## Aim
Copy every line of the records below that contains the word "point".

## Begin Given data

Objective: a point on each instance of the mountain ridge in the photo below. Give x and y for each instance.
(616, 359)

## End Given data
## Begin Given data

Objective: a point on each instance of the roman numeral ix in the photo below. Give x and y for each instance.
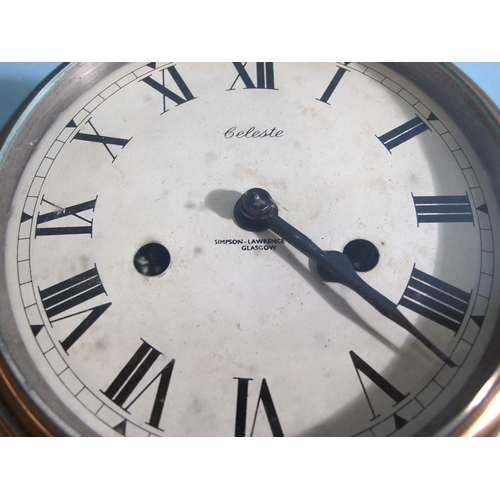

## End Given data
## Begin Given data

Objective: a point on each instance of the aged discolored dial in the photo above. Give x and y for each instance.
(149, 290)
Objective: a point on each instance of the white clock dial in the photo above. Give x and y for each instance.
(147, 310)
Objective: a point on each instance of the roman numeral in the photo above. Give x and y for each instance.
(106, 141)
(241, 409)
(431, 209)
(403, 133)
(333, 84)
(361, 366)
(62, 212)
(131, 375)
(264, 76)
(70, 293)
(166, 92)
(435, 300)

## End Given data

## Exercise solution
Objective: a point on each instance of the mountain ridge in the photo below. Give x and y for each instance.
Objective: a point on each instance of the roman numeral ix in the photo below. Give x and y for each instance.
Objective: a point on each instance of the aged discolored dial in the photo above. Give x and y for each instance.
Objective: a point on each instance of the white clock dial in the photo above. Give x and y for each instance.
Objective: a point on each instance of the roman numeral in the photo above. Give x and y for each instance.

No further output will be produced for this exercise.